--- BEGIN Passage ---

Skip to content

cpp-core/lexical_cast

Build

Ergonomic, Type-Safe, and Extensible Conversions

Motivation

Values often need to be converted from or to literal text, e.g. converting between std::vector<int> and std::string. This is a common task when reading command line arguments or configuration files or when logging output about program state.

The lexical_cast library is a light-weight, header-only library that provides ergonomic, type-safe, and extensible conversion between values and literal text. The C++ builtin and standard library types (and compositions of such) are supported out of the box. User-defined types are easily added as first class citizens.

The library is designed to faciliate the conversion between values and snippets of text that are easily readable and / or editable. The library is targeted to be more robust and complete than an adhoc solution, but simplier and more ergonomic than C++ streams or a full-featured (de)serialization library.

As an example, the following code snippet reads a string representing a vector of real-valued points where each point is represented by a pair of doubles and returns a std::vector<std::pair<double,double>>.

auto vec = core::lexical_cast<std::vector<std::pair<double,double>>("[(1.0,2.0), (3.0,4.0)]");
assert(vec.size() == 2);
assert(vec[0].first == 1.0 and vec[0].second == 2.0);
assert(vec[1].first == 3.0 and vec[1].second == 4.0);

Non-Goals

While there are no enforced limits, the library is not designed for very large datasets (>100Mb).

The library is not designed to support different output formats. An excellent library for json output is nlohman/json library and for binary Google protocolo buffers.

The library is not designed to work with pointer types. Thus, it is not useful for the general (de)serialization of arbitrary values. There is no support for following pointers and marking objects that is necessary for general (de)serialization functionality. Good general libraries for (de)serialization include cereal and Boost::serialization.

Tutorial

The lexical_cast library provides the template functions lexical_cast and lexical_to_string, both in the core namespace, for converting text to values and values to text respectively. The template argument for lexical_cast must be supplied explicitly to indicate how the text is to be interpreted. The template argument for lexical_to_string is deduced automatically.

template<class T> T lexical_cast(std::string_view text);
template<class T> std::string lexical_to_string(const T& value);

The implmentation for a given type can be included individually such as including core/lexical_cast/bool.h for the bool type or core/lexcial_cast/vector.h for the std::vector type. More commonly, including core/lexical_cast/builtin.h will bring in the implementations for the builtin types and core/lexical_cast/stdlib.h for the standard library types. Including core/lexical_cast/all.h will pull in the kitchen sink.

Builtin Types

The builtin types are represented as text in a straightforward fashion.

--- END Passage ---
--- BEGIN Listed entries ---

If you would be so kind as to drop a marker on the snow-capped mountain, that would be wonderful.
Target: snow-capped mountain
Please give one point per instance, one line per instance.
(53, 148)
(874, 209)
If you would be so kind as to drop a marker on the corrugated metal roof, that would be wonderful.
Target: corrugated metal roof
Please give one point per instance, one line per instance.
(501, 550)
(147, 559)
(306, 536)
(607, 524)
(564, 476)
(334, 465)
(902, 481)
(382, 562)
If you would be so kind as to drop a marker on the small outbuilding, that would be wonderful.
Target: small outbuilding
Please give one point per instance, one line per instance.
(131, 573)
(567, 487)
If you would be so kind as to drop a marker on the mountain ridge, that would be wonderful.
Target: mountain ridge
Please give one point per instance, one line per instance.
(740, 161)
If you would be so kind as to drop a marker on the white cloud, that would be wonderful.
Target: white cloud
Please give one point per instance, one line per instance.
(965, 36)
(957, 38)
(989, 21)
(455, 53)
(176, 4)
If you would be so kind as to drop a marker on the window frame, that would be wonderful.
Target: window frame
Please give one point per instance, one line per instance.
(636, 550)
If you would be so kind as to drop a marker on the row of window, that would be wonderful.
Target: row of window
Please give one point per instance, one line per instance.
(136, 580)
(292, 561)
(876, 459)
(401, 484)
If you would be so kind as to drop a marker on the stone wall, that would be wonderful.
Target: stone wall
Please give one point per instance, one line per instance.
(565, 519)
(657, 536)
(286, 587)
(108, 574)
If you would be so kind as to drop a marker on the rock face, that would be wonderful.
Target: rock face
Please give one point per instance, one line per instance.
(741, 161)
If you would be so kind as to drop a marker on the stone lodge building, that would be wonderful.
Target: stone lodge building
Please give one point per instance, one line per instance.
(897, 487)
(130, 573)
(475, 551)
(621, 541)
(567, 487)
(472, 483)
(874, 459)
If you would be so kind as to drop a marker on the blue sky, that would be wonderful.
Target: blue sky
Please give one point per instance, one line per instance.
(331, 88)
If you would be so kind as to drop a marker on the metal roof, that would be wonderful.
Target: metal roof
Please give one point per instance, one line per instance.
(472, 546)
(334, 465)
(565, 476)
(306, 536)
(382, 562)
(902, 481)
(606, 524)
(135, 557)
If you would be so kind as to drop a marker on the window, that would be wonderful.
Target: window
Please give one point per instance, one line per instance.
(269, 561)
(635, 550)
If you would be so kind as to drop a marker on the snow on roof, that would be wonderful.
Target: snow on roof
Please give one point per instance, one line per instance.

--- END Listed entries ---

## [Task]
Reproduce the lexical_cast library page from "The library is not designed to work" up to and including "cereal and Boost::serialization.".

## [Response for this exercise]
The library is not designed to work with pointer types. Thus, it is not useful for the general (de)serialization of arbitrary values. There is no support for following pointers and marking objects that is necessary for general (de)serialization functionality. Good general libraries for (de)serialization include cereal and Boost::serialization.